**Exercise:** Your response should consist of the records below, repeated exactly.

**Data provided:**
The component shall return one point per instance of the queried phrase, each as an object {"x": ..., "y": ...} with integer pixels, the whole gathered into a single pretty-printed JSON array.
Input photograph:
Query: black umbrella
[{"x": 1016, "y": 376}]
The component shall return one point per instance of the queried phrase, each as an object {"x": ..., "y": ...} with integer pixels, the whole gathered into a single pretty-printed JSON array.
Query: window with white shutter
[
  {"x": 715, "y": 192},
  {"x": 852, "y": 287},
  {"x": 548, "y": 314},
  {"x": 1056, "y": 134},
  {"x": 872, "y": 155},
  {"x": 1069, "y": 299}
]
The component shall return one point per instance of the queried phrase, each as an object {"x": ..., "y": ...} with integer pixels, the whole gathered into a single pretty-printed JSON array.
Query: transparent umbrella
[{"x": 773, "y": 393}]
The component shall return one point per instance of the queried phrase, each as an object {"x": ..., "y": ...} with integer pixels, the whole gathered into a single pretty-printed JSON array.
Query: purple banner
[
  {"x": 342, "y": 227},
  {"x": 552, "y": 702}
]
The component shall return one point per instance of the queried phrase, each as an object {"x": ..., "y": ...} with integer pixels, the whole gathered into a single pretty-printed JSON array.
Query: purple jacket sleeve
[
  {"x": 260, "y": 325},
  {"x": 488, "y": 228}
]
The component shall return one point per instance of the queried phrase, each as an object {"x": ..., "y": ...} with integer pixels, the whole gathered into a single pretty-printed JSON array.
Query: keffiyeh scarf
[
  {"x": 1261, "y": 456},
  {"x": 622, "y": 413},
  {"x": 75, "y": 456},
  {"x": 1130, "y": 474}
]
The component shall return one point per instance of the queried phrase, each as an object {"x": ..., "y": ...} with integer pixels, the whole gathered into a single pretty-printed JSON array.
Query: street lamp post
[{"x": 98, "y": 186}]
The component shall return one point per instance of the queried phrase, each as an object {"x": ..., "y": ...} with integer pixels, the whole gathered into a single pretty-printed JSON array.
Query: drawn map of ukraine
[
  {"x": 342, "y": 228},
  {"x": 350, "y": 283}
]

**Answer for this exercise:**
The component shall return one point per instance of the queried phrase, each as an object {"x": ..., "y": ...} with integer pixels, the whole gathered into a single pretty-printed JSON array.
Input photograph:
Query: black umbrella
[{"x": 1016, "y": 376}]
The component shall return one point per instance of the queried phrase, each as an object {"x": ..., "y": ...} with integer pixels, the whole gathered into a single pretty-printed JSON array.
Query: window with white shutter
[
  {"x": 715, "y": 192},
  {"x": 852, "y": 287},
  {"x": 548, "y": 314},
  {"x": 1056, "y": 134},
  {"x": 872, "y": 155},
  {"x": 1069, "y": 299}
]
The component shall return one point per instance of the queried phrase, each as an object {"x": ..., "y": ...} with integer pixels, the whole gathered into a single pretty-printed JSON array.
Query: transparent umbrella
[{"x": 773, "y": 393}]
The component shall return one point per instance of the queried phrase, each as an object {"x": ..., "y": ...} with integer pixels, the whole gathered into a single pretty-printed JSON array.
Query: purple banner
[
  {"x": 342, "y": 227},
  {"x": 552, "y": 702}
]
The component shall return one point per instance of the queried phrase, each as an object {"x": ..., "y": ...} with integer pixels, the whole gathered into a single pretty-printed JSON array.
Query: purple jacket sleeve
[
  {"x": 260, "y": 325},
  {"x": 488, "y": 228}
]
The component shall return one point per instance of the queried phrase, each as an object {"x": ..., "y": ...} with integer pixels, the whole gathered into a single pretty-printed JSON array.
Query: keffiyeh scarf
[
  {"x": 1261, "y": 456},
  {"x": 622, "y": 413},
  {"x": 75, "y": 456},
  {"x": 1130, "y": 474}
]
The component shall return one point per instance of the queried phrase, each as an object {"x": ..., "y": ...} with integer pixels, the whole gathered into a single pretty-printed JSON array.
Query: street lamp post
[{"x": 98, "y": 186}]
The component shall return one point per instance of the queried phrase, each as an object {"x": ..., "y": ...} with integer pixels, the whole gathered into a single pretty-printed JSON array.
Query: drawn map of ukraine
[
  {"x": 342, "y": 228},
  {"x": 350, "y": 283}
]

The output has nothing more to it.